PAGE TEXT:
——
0. Create mistakes for a purpose.  To elevate the level of engagement, several investigators turned the tables as they introduced The Mistake Game to their students.  This activity tasked teams to create a purposeful and treatment-worthy mistake as part of the solution to a problem selected from a given lesson.  Teams were required to make a clear, concise presentation of the problem, walking the class through the steps while acting as if everything was done correctly so as not to give away the miscue.  In response, the class was directed to understand the problem, detect the mistake, and ask the presenters questions to help them self-correct.  During the debrief following the activity, teams shared ideas about what constituted a “good” challenging mistake.  They also debated the effectiveness of the questions that were asked to the presenting team.  The Mistake Game provided yet another opportunity for formative assessment; students had to demonstrate adequate knowledge of the content in order to create an error worth investigating.  And in the process of doing this, they had fun.
——
ENTRIES SHOWN:
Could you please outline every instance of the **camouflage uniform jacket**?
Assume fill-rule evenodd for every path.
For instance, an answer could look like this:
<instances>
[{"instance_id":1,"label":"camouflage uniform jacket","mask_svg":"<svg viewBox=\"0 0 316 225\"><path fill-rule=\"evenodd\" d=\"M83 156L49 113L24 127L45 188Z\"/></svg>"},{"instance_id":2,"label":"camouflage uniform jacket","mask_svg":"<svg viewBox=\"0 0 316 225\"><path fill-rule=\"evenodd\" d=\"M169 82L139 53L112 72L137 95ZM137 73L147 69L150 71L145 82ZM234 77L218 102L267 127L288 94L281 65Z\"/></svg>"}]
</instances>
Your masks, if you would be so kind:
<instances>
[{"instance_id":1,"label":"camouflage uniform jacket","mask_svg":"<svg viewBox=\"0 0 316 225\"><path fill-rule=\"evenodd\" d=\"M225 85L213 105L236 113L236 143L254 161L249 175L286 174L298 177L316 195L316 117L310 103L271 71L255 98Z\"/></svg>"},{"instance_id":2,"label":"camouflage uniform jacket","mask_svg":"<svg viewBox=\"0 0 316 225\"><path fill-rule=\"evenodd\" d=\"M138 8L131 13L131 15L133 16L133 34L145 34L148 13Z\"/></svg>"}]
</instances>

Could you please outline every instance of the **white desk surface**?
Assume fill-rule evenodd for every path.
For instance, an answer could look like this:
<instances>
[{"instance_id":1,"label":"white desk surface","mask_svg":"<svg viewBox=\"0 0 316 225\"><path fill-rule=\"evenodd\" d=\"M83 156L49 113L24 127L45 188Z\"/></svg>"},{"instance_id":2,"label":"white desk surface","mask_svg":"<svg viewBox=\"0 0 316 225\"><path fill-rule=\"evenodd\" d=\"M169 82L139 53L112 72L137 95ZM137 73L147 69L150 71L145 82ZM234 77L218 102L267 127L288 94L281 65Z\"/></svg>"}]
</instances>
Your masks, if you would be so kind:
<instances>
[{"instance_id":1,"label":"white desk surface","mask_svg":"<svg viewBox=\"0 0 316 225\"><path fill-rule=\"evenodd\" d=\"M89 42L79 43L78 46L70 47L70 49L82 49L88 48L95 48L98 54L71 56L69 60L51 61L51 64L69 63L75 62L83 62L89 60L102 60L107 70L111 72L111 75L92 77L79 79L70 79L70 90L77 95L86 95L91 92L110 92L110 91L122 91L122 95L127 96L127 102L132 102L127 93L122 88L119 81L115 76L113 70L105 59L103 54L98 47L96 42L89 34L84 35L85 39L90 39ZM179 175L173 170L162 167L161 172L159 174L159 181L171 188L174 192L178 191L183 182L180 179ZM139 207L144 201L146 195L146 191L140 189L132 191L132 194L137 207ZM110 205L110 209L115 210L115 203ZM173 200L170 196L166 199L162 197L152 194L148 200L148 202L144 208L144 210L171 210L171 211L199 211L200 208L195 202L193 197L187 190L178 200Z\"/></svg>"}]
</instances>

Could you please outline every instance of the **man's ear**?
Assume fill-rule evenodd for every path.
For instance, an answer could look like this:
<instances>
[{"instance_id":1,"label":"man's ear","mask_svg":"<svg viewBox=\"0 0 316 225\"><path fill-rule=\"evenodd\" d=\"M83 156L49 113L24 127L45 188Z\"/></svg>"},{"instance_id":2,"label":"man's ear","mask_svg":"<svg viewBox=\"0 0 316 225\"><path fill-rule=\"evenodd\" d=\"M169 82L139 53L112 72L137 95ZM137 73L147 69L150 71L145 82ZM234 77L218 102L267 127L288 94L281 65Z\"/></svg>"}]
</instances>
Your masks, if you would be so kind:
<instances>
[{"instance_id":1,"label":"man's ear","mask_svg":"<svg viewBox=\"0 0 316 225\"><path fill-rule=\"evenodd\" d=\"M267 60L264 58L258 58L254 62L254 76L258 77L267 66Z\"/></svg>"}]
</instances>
——
EXERCISE SET:
- A) Answer these questions using the text about The Mistake Game:
(i) What did the activity task each team with creating?
(ii) What three things was the class directed to do in response to a presentation?
(iii) During the debrief, what did teams share ideas about?
- B) Continue the text about The Mistake Game from where it stops.
The rows are separate material and have no connection to the text about The Mistake Game.

ANSWERS TO EACH TASK:
- A)
(i) A purposeful and treatment-worthy mistake as part of the solution to a problem selected from a given lesson.
(ii) Understand the problem, detect the mistake, and ask the presenters questions to help them self-correct.
(iii) What constituted a "good" challenging mistake.

- B)
0. Practice finding and fixing mistakes.  To accomplish this goal, the investigators made new use of the Review & Preview sections from the CPM textbooks by creating solution sets that contained a single mistake.  To check the previous evening’s homework, each team received two copies of the solution set and one mistake analysis sheet.  After the students compared answers and engaged in some vigorous debate about which problem contained the error, the single mistake was discovered.  Next, the Recorder/Reporter wrote out the culprit problem on the analysis sheet, showing all of the work included in the solution set.  Next, the Facilitator pinpointed where the mistake occurred by highlighting it. Then the Task Manager recorded the team’s agreed upon correction, showing all the work.  Finally, the Resource Manager recorded the advice the team would offer to the hypothetical student who made this error.  For teams that struggled beyond the allotted time, a “reveal” sheet was included (shown below for problem 6-15 from Core Connections, Course 3.)  Penny Smits summarized the results: “What we found is that when embedding mistakes in the homework, the numerous positives are worth the time it takes to create the answer keys and train the students in the process.  We observed increased discourse among teams and a notable gain in the usage of correct mathematical vocabulary.  Students reported an elevated sense of purpose for doing the homework and enjoyed feeling challenged to find the mistake.  Each embedded mistake made for a low floor – high ceiling activity, which prompted a very inclusive class discussion and an additional opportunity to learn about multiple strategies.  Finally, teacher flexibility to embed a mistake and individualize it to their own set of classes was the icing on the cake.”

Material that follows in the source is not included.